+++ Page extract +++
George W. Bush: served as a pilot in the Texas National Guard.

Bill Clinton: none.

George H. W. Bush: served in the United States Navy, attaining the rank of lieutenant (junior grade). He was the youngest pilot in the navy during World War II (age 19). He earned the Distinguished Flying Cross.

Ronald Reagan: served as a second lieutenant in the Army Reserve; served in the United States Army during World War II, attaining the rank of major. He was barred from combat because of poor eyesight. He narrated pre-flight training films under the Army Air Force Motion Picture Unit.

Jimmy Carter: served in the United States Navy (1946-1953), attaining the rank of lieutenant senior grade.

Gerald Ford: served in the United States Navy during World War II, attaining the rank of lieutenant commander. He earned 10 battle stars.

Richard Nixon: served in the United States Navy during World War II, attaining the rank of lieutenant commander.

Lyndon B. Johnson: served in the United States Navy during World War II, attaining the rank of lieutenant commander. He earned a Silver Star.

John F. Kennedy: served in the United States Navy during World War II, attaining the rank of lieutenant. He earned a Purple Heart for his courage in the PT-109 incident.

Dwight D. Eisenhower: attended West Point; served in the United States Army (1915-1948; 1951-1952), attaining the rank of five-star general, and was Supreme Allied Commander in World War II.

Harry S. Truman: served in the Missouri National Guard (1905-1911; 1917); served with the 129th Field Artillery (1917-1919), attaining the rank of major.

Franklin D. Roosevelt: none.

Herbert Hoover: none.

Calvin Coolidge: none.

Warren G. Harding: none.

Woodrow Wilson: none.

William Howard Taft: none.

Theodore Roosevelt: served as a member of the New York national guard (1882-1885); served as commander of the 1st U.S. Volunteer Cavalry Regiment during the Spanish American War, attaining the rank of colonel.

William McKinley: served with the 23rd Ohio Volunteer Infantry during the American Civil War, attaining the rank of brevet major.

Benjamin Harrison: served with the 70th Indiana Infantry Regiment during the American Civil War, attaining the rank of brigadier general.

Grover Cleveland: none. He was drafted during the American Civil War, but paid $150 for a substitute (a legal option under the terms of the Conscription Act of 1863).

Chester A. Arthur: served in the New York State militia (1858-1862) and fought in the American Civil War, attaining the rank as quartermaster general.

James A. Garfield: served in the American Civil War, attaining the rank of major general.

Rutherford B. Hayes: served in the American Civil War with the 23rd Ohio Volunteer Infantry Regiment, attaining the rank of major general.
+++ Source material +++
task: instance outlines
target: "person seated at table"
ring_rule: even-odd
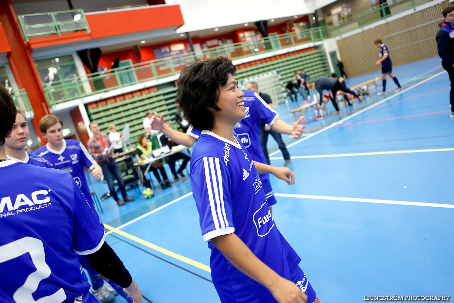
+++
* Problem description
Continue the list of U.S. presidents' military service from the entry for Rutherford B. Hayes onward.

* Result of this exercise
Ulysses S. Grant: attended West Point; served in the Mexican War and the American Civil War, attaining the rank of general of the army, the first since Washington to do so.

Andrew Johnson: served in the American Civil War, attaining the rank of brigadier general.

Abraham Lincoln: served in the Black Hawk War, attaining the rank of captain, but was reprimanded twice and re-enlisted as a private.

James Buchanan: served in the War of 1812.

Franklin Pierce: served in the Mexican-American War, attaining the rank of colonel.

Millard Fillmore: None.

Zachary Taylor: served in the War of 1812, the Black Hawk War, the Second Seminole War, and the Mexican-American War, attaning the rank of major general. He became a national hero because of his achievements in the Mexican-American War.

James K. Polk: served in a militia cavalry regiment, attaining the rank of colonel.

John Tyler: served in the War of 1812, attaning the rank of captain.

William Henry Harrison: served in the U.S. Army (1791-1798, 1812-1814), attaning the rank of major general in the War of 1812 and became a national hero after his success at the Battle of the Thames.

Martin Van Buren: none.

Andrew Jackson: served at the age of 13 with the Continental Army (1780) during the American Revolution as a messenger, and was held as a prisoner of war (the only U.S. president to do so); served in the War of 1812, attaining the rank of general and became a national hero after his success at the Battle of New Orleans.

John Quincy Adams: none.

James Monroe: served in the Continental Army (1776-1778) during the American Revolution, attaining the rank of major. Monroe was among those who crossed the Delaware with Washington.

James Madison: served in the Orange County militia of Virginia (1775) during the American Revolutionary War, attaning the rank of colonel.

Thomas Jefferson: none.

John Adams: none.

George Washington: served in the Virginia militia (1752-1758), attaining the rank of colonel; served as commander in chief of the Continental Army (1775-1783) during the American Revolutionary War, with the rank of general.